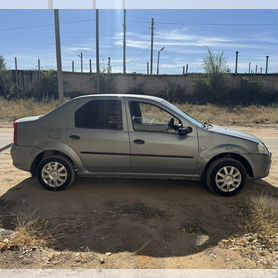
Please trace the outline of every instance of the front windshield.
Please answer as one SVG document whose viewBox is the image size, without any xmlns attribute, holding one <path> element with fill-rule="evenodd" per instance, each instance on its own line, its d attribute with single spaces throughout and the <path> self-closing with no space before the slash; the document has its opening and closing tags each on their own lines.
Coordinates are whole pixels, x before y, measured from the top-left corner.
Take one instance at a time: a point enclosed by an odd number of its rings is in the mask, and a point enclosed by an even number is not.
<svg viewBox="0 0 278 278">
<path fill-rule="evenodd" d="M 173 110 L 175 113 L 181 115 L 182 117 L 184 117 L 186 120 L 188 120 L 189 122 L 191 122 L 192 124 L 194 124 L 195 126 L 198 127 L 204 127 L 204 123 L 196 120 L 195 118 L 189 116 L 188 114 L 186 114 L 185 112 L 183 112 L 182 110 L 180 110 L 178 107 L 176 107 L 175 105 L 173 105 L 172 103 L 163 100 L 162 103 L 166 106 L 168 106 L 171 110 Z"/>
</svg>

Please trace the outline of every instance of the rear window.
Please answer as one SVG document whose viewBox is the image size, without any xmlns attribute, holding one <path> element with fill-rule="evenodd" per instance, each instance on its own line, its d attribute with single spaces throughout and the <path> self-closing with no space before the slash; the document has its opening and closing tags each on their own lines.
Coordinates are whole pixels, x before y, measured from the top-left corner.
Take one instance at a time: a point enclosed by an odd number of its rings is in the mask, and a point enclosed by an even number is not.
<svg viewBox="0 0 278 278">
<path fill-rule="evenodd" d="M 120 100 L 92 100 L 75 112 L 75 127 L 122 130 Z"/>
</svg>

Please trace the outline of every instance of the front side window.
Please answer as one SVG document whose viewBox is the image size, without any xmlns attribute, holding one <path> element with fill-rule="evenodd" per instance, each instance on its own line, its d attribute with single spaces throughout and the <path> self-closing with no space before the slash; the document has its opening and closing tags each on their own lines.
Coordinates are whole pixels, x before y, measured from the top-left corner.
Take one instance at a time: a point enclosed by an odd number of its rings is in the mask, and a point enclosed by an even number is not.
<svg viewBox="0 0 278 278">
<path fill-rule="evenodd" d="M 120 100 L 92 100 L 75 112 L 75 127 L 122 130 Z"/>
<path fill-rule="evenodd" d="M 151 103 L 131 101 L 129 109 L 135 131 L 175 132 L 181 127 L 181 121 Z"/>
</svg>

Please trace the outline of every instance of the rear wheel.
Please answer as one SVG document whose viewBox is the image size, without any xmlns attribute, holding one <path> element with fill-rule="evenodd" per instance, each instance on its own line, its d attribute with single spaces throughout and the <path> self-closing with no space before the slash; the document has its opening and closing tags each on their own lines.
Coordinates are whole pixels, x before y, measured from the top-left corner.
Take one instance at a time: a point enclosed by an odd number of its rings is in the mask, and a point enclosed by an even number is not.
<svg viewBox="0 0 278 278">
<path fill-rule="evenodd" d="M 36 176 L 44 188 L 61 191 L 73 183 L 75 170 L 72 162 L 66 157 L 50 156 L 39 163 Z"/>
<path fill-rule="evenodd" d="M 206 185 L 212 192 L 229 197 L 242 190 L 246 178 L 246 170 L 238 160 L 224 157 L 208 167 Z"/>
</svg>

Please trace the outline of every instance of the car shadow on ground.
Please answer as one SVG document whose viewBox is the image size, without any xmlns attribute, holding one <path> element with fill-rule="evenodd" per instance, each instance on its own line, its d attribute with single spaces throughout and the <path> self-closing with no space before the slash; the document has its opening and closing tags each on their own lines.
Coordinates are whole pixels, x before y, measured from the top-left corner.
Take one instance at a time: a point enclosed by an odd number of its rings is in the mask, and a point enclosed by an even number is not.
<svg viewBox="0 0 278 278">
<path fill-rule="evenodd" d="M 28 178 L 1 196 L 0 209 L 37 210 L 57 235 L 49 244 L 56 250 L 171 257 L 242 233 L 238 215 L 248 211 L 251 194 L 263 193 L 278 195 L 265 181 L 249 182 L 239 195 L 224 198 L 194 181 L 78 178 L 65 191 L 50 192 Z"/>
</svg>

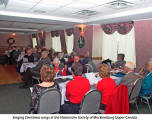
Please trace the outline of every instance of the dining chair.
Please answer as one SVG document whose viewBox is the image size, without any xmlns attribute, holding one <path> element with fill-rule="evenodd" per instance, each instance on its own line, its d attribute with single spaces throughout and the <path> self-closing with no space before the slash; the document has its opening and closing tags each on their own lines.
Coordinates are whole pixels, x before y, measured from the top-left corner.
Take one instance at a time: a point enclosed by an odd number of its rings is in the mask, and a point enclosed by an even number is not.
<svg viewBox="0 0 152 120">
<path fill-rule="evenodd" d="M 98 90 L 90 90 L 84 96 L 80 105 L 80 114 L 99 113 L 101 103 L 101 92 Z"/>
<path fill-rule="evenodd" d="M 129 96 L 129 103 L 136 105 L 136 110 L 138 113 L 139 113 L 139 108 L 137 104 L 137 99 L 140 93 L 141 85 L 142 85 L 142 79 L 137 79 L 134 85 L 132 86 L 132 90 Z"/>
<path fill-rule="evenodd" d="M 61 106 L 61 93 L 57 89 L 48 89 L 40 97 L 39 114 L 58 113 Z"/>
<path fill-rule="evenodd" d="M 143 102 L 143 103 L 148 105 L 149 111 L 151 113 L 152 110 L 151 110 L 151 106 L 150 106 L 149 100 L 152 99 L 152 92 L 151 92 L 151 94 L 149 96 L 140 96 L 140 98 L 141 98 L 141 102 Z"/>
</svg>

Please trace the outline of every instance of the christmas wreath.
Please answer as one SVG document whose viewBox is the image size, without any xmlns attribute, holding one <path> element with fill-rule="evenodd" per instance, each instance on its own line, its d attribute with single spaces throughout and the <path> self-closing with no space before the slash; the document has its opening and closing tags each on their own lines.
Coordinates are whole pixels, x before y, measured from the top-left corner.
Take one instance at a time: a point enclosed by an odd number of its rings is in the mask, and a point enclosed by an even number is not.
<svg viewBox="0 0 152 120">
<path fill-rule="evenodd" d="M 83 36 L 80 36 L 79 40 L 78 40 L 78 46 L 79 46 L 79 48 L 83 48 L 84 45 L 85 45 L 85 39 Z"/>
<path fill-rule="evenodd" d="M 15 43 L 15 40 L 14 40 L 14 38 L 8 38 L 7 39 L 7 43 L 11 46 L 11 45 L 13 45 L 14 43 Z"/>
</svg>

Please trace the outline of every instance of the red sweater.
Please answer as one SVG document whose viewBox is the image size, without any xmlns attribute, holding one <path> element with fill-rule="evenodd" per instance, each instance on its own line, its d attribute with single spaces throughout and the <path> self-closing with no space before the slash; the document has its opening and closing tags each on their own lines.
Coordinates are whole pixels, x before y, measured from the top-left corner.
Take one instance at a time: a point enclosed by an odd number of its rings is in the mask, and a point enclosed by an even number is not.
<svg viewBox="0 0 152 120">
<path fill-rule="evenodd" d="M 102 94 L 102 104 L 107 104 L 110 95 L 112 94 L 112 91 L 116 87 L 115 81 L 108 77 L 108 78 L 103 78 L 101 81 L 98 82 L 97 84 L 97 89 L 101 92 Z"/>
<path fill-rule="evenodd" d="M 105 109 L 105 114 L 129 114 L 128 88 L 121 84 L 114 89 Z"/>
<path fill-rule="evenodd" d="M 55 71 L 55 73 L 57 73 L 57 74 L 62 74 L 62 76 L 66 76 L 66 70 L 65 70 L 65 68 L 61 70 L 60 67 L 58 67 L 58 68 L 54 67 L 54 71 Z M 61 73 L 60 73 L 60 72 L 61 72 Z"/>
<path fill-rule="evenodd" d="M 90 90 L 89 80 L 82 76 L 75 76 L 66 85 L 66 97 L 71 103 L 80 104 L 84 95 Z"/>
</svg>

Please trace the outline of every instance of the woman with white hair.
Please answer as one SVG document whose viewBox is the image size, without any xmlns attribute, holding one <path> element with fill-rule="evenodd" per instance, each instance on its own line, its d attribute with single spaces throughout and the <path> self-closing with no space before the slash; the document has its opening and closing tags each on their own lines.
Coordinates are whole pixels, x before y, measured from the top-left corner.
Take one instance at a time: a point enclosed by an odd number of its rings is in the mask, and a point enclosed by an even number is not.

= = = =

Please go through the data above and copy every line that has the word "front".

**Answer to this task**
Please trace the outline of every instance of the front windshield.
Please trace the outline of every instance of the front side window.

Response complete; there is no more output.